▶ **Task requirements**: In the rows below, copy out everything from the line containing "Target: conifer foliage" through the end of the rows, word for word. Leave the pictures out of your answer.

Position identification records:
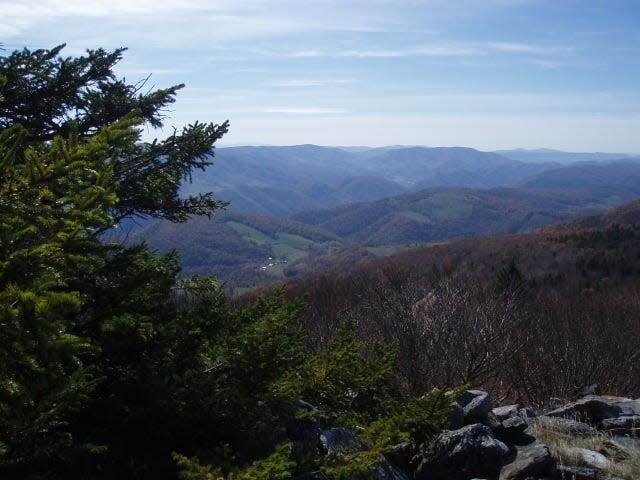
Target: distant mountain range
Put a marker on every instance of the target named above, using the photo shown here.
(377, 205)
(280, 181)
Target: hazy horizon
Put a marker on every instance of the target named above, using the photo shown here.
(491, 74)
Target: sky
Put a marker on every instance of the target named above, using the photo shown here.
(487, 74)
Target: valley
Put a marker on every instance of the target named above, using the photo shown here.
(296, 210)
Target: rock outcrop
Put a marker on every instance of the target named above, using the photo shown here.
(490, 443)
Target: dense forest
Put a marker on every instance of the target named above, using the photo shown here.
(112, 365)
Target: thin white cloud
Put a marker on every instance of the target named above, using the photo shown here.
(304, 110)
(423, 51)
(310, 82)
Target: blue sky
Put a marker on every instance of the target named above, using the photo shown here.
(488, 74)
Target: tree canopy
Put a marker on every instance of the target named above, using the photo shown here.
(111, 366)
(49, 96)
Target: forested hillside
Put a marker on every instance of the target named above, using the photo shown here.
(244, 250)
(114, 366)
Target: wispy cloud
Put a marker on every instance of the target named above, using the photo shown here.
(305, 110)
(422, 51)
(310, 82)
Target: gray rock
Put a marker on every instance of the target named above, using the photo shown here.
(624, 425)
(589, 457)
(386, 471)
(511, 431)
(627, 445)
(341, 440)
(476, 405)
(595, 408)
(570, 472)
(506, 411)
(564, 425)
(468, 452)
(531, 461)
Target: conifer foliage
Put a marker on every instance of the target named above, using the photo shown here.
(111, 366)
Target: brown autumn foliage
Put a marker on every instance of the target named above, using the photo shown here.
(564, 317)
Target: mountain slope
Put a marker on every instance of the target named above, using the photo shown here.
(281, 181)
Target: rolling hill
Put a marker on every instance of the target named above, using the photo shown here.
(245, 249)
(281, 181)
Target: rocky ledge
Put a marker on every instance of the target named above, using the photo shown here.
(505, 443)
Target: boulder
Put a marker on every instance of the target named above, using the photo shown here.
(507, 411)
(564, 425)
(341, 440)
(531, 461)
(624, 425)
(476, 405)
(595, 408)
(589, 457)
(512, 431)
(627, 445)
(468, 452)
(570, 472)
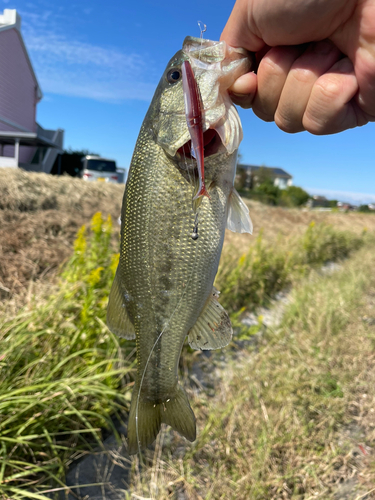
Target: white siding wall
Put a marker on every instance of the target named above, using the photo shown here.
(18, 97)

▶ **Full output**:
Target: conifer foliage
Put a marker on every instance of the target named above, using the photo shown here.
(111, 366)
Target: brown autumn foliage
Put a marker on every instance of the target named above, using the photo shown here.
(564, 317)
Target: mountain slope
Put a marker on every instance of the target named above, using the photo shown here.
(281, 181)
Target: rolling hill
Put a marker on every instance of the target named above, using the photo shown here.
(245, 249)
(281, 181)
Target: rocky ledge
Put a marker on every instance of the target named above, using the photo shown here.
(505, 443)
Target: boulder
Put a marker on every instance of the target named above, using the photo shown here.
(507, 411)
(564, 425)
(341, 440)
(531, 461)
(624, 425)
(476, 405)
(595, 408)
(589, 457)
(512, 431)
(627, 445)
(468, 452)
(570, 472)
Target: white siding wall
Put a marker on every instance of the target named above, using the photo shown here.
(18, 97)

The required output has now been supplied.